• **TASK INSTRUCTIONS**
1. Rewrite the article on Shree Ganesh Jewellery House starting at "Not that it" and ending at "Fastest Growing Companies.", putting "brother" in place of "sibling".
2. Answer these questions from the article on Shree Ganesh Jewellery House:
(a) At what average rate did the company grow its top line over the past five years?
(b) What special economic zone did the West Bengal government provide?
(c) What was the company's first consignment, and where did it go?
3. Continue the article on Shree Ganesh Jewellery House after its final sentence.

* start PAGE EXTRACT *

Not that it should matter to Umesh Parekh, the younger sibling of two (the older is Nilesh Parekh, 46) that run the Kolkata-based Shree Ganesh Jewellery House. Over the past five years, the company has grown its top line at an incredible average of 178 per cent, and its bottom line, at 126 per cent, pitch-forking it to the top dog slot in the ‘heavyweights' category (sales in FY2009-10: between Rs 1,000 crore and Rs 4,999 crore) of BW's listing of India's Fastest Growing Companies.

For that matter, the Parekh brothers have the entrepreneurial spirit of youth to thank for their growth. Hailing from a jewellers' family, the duo would have continued running an ordinary mom-and-pop jewellery store had they not spotted the opportunities ‘The City of Joy', Kolkata, provided. Their idea to deviate from the family norm and set up a large-scale gold jewellery export unit in Kolkata was an instant hit, thanks to abundant cheap skilled labour and the sop that the West Bengal government provided, in the form of Manikanchan special economic zone (SEZ).

"We realised that artisans from the East travelled to the western parts of the country for work, but their hearts remained here, and it helped create a large opportunity for the company," says Nilesh, chairman of Shree Ganesh Jewellery House. While the stable business environment in the late 1990s, a relatively steady dollar and improving demand did help the firm blossom, it also had to face its stiffest challenges then. "No banks were looking at businesses growing in the East, so getting funds was difficult." The brothers also had to struggle to hire craftsmen from other states, as well as to get the first few orders as a new entrant in the market. "Our first consignment was 5 kg of gold jewellery to Singapore," recalls Umesh, the company's managing director.

* end PAGE EXTRACT *
* start SOURCE DATA *

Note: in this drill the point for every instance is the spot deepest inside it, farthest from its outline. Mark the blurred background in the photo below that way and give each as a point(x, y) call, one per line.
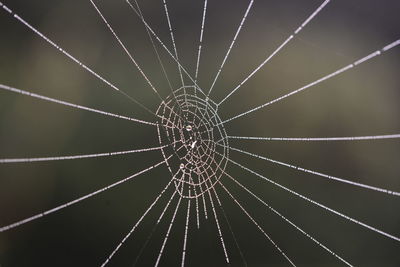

* end SOURCE DATA *

• **PER-TASK ANSWERS**
1.
Not that it should matter to Umesh Parekh, the younger brother of two (the older is Nilesh Parekh, 46) that run the Kolkata-based Shree Ganesh Jewellery House. Over the past five years, the company has grown its top line at an incredible average of 178 per cent, and its bottom line, at 126 per cent, pitch-forking it to the top dog slot in the ‘heavyweights' category (sales in FY2009-10: between Rs 1,000 crore and Rs 4,999 crore) of BW's listing of India's Fastest Growing Companies.

2.
(a) 178 per cent
(b) The Manikanchan special economic zone (SEZ)
(c) 5 kg of gold jewellery, sent to Singapore

3.
Braving the difficulties, the brothers soldiered on, and Shree Ganesh Jewellery House, which was started in 2002 as a private entity with a modest export-oriented unit (EOU) in north Kolkata, recorded revenues of about Rs 2,953 crore in fiscal 2010. For the financial year ended March 2011, the company has targeted revenues of Rs 5,000 crore; in the nine months ended December 2010, it had reported revenues of Rs 4,146 crore. "We see our top line growing at about 30-40 per cent in the next 3-4 years," says Umesh.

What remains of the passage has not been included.